Work through the records below and copy every line that includes "part".
::: Information supplied :::
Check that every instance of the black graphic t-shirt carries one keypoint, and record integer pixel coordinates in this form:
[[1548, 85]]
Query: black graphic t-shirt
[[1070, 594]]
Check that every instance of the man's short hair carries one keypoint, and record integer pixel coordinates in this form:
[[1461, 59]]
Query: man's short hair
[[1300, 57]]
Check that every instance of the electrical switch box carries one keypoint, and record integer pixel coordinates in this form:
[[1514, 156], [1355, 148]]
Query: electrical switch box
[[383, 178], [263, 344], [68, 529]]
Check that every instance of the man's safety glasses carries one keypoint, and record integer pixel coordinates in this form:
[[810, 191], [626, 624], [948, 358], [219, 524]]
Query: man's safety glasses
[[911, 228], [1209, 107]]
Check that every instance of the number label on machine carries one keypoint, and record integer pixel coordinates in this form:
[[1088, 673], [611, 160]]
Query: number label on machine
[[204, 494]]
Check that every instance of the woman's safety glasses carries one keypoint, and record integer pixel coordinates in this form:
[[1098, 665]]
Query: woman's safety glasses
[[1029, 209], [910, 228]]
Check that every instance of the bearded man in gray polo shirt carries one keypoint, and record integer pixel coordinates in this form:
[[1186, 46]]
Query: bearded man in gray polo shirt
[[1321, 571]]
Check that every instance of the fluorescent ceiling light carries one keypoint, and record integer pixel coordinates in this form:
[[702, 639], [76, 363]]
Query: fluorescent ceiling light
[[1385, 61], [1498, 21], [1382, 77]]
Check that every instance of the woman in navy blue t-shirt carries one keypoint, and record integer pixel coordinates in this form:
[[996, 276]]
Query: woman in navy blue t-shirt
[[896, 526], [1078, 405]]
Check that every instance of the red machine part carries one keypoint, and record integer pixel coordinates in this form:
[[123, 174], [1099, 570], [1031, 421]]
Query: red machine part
:::
*Written answer*
Check that every instance of the red machine part carries one keypoint, and record integer pixel coordinates in this form:
Query: red machine part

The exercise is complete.